Task requirements — How many lines in the material below contain the word "locate"? Answer with the number alone.

:::::

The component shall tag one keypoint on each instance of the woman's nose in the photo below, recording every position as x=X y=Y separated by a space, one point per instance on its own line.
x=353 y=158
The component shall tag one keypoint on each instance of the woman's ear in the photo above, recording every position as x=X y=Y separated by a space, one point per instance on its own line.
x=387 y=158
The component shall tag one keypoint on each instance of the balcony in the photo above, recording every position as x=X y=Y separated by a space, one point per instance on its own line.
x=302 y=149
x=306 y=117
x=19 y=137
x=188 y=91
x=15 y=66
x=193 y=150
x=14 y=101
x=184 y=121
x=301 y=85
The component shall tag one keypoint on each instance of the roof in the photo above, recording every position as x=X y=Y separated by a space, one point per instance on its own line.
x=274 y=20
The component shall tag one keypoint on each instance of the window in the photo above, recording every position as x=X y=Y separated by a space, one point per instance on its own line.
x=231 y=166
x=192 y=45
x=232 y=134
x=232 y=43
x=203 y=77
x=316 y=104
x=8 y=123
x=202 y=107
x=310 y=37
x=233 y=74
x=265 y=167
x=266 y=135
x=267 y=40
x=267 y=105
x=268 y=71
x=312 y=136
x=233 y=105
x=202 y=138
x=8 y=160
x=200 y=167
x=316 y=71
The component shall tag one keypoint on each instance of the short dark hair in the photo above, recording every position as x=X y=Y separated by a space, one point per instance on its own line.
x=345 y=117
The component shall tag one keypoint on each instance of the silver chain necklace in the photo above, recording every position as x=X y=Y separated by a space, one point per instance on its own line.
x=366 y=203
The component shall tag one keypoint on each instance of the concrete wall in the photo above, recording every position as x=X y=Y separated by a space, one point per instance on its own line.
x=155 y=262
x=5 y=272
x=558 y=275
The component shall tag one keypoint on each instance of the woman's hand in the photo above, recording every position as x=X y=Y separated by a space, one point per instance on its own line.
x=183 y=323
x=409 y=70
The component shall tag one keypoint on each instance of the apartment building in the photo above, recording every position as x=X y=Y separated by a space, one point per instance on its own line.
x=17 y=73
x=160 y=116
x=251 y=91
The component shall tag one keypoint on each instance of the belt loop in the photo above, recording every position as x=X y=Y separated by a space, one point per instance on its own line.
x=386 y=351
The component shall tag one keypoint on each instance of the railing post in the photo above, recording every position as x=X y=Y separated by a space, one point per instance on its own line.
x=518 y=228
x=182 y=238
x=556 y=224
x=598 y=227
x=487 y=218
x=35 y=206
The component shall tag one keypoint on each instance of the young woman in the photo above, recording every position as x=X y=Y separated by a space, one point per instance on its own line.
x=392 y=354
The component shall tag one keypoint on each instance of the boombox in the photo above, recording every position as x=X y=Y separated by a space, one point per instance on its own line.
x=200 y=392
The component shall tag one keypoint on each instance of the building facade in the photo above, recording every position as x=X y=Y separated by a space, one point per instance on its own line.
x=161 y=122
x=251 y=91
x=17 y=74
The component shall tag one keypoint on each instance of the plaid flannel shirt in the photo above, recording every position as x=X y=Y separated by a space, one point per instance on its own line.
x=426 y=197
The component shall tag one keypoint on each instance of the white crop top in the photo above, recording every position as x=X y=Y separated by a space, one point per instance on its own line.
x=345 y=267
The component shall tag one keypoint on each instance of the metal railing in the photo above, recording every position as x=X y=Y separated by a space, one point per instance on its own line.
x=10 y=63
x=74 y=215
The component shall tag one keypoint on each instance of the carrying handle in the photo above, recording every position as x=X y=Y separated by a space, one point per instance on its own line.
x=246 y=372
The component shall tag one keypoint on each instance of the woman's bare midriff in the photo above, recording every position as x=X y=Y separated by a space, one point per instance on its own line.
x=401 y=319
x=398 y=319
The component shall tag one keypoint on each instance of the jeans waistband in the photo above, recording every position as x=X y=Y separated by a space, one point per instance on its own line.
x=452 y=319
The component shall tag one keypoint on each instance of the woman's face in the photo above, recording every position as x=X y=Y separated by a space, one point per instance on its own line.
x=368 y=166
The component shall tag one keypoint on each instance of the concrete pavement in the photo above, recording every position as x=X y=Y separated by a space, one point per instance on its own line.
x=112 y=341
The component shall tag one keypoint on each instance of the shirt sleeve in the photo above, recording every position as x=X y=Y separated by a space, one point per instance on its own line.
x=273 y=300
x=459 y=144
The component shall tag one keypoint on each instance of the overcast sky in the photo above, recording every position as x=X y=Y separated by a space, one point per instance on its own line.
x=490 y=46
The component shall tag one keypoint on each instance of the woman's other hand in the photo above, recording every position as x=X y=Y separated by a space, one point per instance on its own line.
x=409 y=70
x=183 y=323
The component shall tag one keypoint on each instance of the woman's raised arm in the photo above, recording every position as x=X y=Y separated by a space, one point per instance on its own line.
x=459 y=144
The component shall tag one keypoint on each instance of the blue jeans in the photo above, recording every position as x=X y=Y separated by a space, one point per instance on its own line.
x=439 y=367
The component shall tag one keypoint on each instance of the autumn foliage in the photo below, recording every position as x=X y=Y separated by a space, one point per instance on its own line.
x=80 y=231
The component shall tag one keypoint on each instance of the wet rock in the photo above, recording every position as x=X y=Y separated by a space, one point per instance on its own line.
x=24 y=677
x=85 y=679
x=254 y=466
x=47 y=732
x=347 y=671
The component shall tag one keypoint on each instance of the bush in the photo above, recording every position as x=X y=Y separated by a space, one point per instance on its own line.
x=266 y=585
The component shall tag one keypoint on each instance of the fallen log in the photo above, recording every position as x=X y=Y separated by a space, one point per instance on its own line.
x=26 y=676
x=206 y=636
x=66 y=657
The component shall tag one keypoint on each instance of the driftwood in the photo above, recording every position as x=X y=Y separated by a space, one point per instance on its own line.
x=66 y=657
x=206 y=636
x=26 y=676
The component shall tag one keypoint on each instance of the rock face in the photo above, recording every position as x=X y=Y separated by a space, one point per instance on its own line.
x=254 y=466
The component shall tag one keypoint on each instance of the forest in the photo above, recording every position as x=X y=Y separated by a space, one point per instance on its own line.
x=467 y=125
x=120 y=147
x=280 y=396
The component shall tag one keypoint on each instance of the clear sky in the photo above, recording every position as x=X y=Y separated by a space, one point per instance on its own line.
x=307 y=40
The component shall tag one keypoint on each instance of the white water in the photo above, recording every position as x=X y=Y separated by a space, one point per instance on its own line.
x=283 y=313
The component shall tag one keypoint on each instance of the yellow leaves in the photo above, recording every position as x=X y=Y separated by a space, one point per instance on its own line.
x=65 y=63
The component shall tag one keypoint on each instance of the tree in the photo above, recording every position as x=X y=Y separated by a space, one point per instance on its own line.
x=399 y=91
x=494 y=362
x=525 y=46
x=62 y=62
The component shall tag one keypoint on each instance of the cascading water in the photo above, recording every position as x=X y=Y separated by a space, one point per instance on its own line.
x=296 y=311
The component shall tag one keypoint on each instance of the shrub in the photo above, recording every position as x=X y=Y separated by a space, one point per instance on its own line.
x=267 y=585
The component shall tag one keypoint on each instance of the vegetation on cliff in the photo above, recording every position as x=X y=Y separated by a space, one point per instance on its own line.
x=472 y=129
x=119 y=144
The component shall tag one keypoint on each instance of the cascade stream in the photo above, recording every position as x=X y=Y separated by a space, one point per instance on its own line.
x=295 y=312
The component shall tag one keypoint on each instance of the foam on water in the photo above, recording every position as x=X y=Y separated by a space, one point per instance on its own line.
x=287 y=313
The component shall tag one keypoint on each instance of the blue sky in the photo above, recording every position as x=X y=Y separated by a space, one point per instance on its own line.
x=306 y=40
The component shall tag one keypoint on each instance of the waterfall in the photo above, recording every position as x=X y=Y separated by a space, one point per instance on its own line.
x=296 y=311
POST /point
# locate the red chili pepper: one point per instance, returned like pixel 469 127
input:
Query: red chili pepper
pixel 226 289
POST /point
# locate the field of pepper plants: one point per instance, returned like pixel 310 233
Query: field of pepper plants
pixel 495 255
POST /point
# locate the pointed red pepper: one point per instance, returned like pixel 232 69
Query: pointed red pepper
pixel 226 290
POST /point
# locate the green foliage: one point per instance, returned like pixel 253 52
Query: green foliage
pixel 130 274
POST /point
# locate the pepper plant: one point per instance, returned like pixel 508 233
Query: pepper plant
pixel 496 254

:::::

Problem solution — 5